▶ _Instructions to follow_
Whenever a line carries the word "infused", pull it out of the entries.

▶ _Data provided_
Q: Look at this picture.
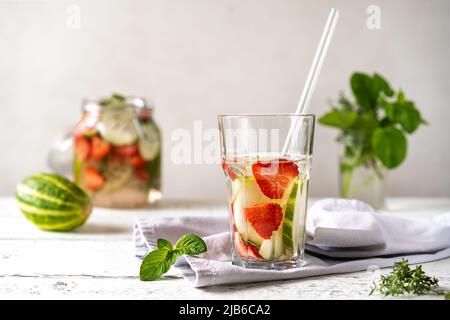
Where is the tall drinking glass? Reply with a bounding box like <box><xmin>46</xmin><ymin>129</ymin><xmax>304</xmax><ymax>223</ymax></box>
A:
<box><xmin>218</xmin><ymin>114</ymin><xmax>315</xmax><ymax>270</ymax></box>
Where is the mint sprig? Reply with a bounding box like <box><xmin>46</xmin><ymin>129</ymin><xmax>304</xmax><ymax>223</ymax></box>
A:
<box><xmin>139</xmin><ymin>234</ymin><xmax>207</xmax><ymax>281</ymax></box>
<box><xmin>319</xmin><ymin>72</ymin><xmax>427</xmax><ymax>171</ymax></box>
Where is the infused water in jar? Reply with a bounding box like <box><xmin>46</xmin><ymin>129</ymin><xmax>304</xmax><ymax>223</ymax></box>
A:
<box><xmin>73</xmin><ymin>94</ymin><xmax>162</xmax><ymax>208</ymax></box>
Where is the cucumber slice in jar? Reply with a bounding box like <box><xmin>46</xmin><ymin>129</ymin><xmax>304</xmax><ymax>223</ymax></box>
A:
<box><xmin>97</xmin><ymin>165</ymin><xmax>133</xmax><ymax>195</ymax></box>
<box><xmin>138</xmin><ymin>121</ymin><xmax>161</xmax><ymax>161</ymax></box>
<box><xmin>98</xmin><ymin>109</ymin><xmax>138</xmax><ymax>146</ymax></box>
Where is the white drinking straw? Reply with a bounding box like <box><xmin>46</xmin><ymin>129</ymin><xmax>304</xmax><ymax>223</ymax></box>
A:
<box><xmin>282</xmin><ymin>8</ymin><xmax>340</xmax><ymax>155</ymax></box>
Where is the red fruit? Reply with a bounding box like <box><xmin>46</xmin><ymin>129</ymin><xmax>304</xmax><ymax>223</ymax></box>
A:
<box><xmin>246</xmin><ymin>243</ymin><xmax>262</xmax><ymax>260</ymax></box>
<box><xmin>135</xmin><ymin>168</ymin><xmax>149</xmax><ymax>181</ymax></box>
<box><xmin>139</xmin><ymin>110</ymin><xmax>151</xmax><ymax>120</ymax></box>
<box><xmin>252</xmin><ymin>160</ymin><xmax>299</xmax><ymax>199</ymax></box>
<box><xmin>222</xmin><ymin>163</ymin><xmax>238</xmax><ymax>180</ymax></box>
<box><xmin>130</xmin><ymin>154</ymin><xmax>147</xmax><ymax>168</ymax></box>
<box><xmin>84</xmin><ymin>167</ymin><xmax>105</xmax><ymax>190</ymax></box>
<box><xmin>113</xmin><ymin>144</ymin><xmax>138</xmax><ymax>157</ymax></box>
<box><xmin>233</xmin><ymin>232</ymin><xmax>262</xmax><ymax>261</ymax></box>
<box><xmin>244</xmin><ymin>203</ymin><xmax>283</xmax><ymax>239</ymax></box>
<box><xmin>75</xmin><ymin>137</ymin><xmax>90</xmax><ymax>161</ymax></box>
<box><xmin>91</xmin><ymin>136</ymin><xmax>110</xmax><ymax>160</ymax></box>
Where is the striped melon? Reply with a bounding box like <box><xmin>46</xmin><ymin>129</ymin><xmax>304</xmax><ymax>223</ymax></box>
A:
<box><xmin>16</xmin><ymin>173</ymin><xmax>92</xmax><ymax>231</ymax></box>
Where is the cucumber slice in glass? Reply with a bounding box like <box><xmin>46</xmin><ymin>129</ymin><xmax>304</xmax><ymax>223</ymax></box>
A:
<box><xmin>282</xmin><ymin>178</ymin><xmax>299</xmax><ymax>252</ymax></box>
<box><xmin>138</xmin><ymin>121</ymin><xmax>161</xmax><ymax>161</ymax></box>
<box><xmin>98</xmin><ymin>109</ymin><xmax>138</xmax><ymax>146</ymax></box>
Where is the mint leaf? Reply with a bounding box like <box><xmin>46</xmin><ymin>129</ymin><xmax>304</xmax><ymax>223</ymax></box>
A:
<box><xmin>353</xmin><ymin>113</ymin><xmax>378</xmax><ymax>135</ymax></box>
<box><xmin>383</xmin><ymin>97</ymin><xmax>422</xmax><ymax>133</ymax></box>
<box><xmin>372</xmin><ymin>127</ymin><xmax>407</xmax><ymax>168</ymax></box>
<box><xmin>351</xmin><ymin>73</ymin><xmax>374</xmax><ymax>109</ymax></box>
<box><xmin>421</xmin><ymin>118</ymin><xmax>429</xmax><ymax>125</ymax></box>
<box><xmin>351</xmin><ymin>73</ymin><xmax>393</xmax><ymax>111</ymax></box>
<box><xmin>373</xmin><ymin>73</ymin><xmax>394</xmax><ymax>97</ymax></box>
<box><xmin>380</xmin><ymin>98</ymin><xmax>396</xmax><ymax>120</ymax></box>
<box><xmin>318</xmin><ymin>110</ymin><xmax>357</xmax><ymax>129</ymax></box>
<box><xmin>139</xmin><ymin>249</ymin><xmax>175</xmax><ymax>281</ymax></box>
<box><xmin>112</xmin><ymin>93</ymin><xmax>125</xmax><ymax>101</ymax></box>
<box><xmin>175</xmin><ymin>234</ymin><xmax>207</xmax><ymax>256</ymax></box>
<box><xmin>157</xmin><ymin>239</ymin><xmax>174</xmax><ymax>251</ymax></box>
<box><xmin>397</xmin><ymin>90</ymin><xmax>405</xmax><ymax>104</ymax></box>
<box><xmin>139</xmin><ymin>233</ymin><xmax>207</xmax><ymax>281</ymax></box>
<box><xmin>397</xmin><ymin>102</ymin><xmax>421</xmax><ymax>134</ymax></box>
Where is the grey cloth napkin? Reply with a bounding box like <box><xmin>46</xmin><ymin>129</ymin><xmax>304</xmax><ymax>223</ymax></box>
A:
<box><xmin>134</xmin><ymin>199</ymin><xmax>450</xmax><ymax>287</ymax></box>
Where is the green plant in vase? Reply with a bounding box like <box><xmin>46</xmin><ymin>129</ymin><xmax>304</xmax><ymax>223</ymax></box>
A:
<box><xmin>319</xmin><ymin>72</ymin><xmax>427</xmax><ymax>208</ymax></box>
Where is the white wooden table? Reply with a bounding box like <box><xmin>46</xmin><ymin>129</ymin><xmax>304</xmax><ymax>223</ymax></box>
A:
<box><xmin>0</xmin><ymin>197</ymin><xmax>449</xmax><ymax>300</ymax></box>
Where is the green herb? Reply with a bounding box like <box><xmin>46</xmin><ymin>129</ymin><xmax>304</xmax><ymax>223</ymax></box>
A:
<box><xmin>139</xmin><ymin>249</ymin><xmax>176</xmax><ymax>281</ymax></box>
<box><xmin>370</xmin><ymin>259</ymin><xmax>440</xmax><ymax>297</ymax></box>
<box><xmin>174</xmin><ymin>234</ymin><xmax>208</xmax><ymax>255</ymax></box>
<box><xmin>99</xmin><ymin>93</ymin><xmax>127</xmax><ymax>108</ymax></box>
<box><xmin>157</xmin><ymin>239</ymin><xmax>174</xmax><ymax>251</ymax></box>
<box><xmin>111</xmin><ymin>92</ymin><xmax>125</xmax><ymax>101</ymax></box>
<box><xmin>139</xmin><ymin>233</ymin><xmax>207</xmax><ymax>281</ymax></box>
<box><xmin>319</xmin><ymin>72</ymin><xmax>427</xmax><ymax>197</ymax></box>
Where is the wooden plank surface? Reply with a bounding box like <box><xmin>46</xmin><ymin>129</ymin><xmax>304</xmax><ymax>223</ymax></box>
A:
<box><xmin>1</xmin><ymin>197</ymin><xmax>449</xmax><ymax>299</ymax></box>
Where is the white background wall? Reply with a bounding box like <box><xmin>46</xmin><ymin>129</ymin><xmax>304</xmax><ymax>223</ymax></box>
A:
<box><xmin>1</xmin><ymin>0</ymin><xmax>449</xmax><ymax>199</ymax></box>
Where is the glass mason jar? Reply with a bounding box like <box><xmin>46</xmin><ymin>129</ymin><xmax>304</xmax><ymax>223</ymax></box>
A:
<box><xmin>73</xmin><ymin>95</ymin><xmax>162</xmax><ymax>208</ymax></box>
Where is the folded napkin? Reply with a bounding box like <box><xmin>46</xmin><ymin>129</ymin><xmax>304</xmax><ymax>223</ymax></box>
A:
<box><xmin>134</xmin><ymin>199</ymin><xmax>450</xmax><ymax>287</ymax></box>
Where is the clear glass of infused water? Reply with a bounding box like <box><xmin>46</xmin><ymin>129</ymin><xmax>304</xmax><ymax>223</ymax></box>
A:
<box><xmin>218</xmin><ymin>114</ymin><xmax>315</xmax><ymax>270</ymax></box>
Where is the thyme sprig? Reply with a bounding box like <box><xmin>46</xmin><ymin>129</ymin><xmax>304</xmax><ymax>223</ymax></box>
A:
<box><xmin>370</xmin><ymin>259</ymin><xmax>441</xmax><ymax>297</ymax></box>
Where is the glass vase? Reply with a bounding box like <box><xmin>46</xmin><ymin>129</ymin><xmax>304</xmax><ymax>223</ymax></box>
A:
<box><xmin>339</xmin><ymin>157</ymin><xmax>386</xmax><ymax>209</ymax></box>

▶ _Answer to the problem_
Where is the infused water in jar? Reply with a bounding box like <box><xmin>46</xmin><ymin>129</ymin><xmax>304</xmax><ymax>223</ymax></box>
Where is the clear glass of infused water? Reply with a bounding box like <box><xmin>46</xmin><ymin>129</ymin><xmax>304</xmax><ymax>223</ymax></box>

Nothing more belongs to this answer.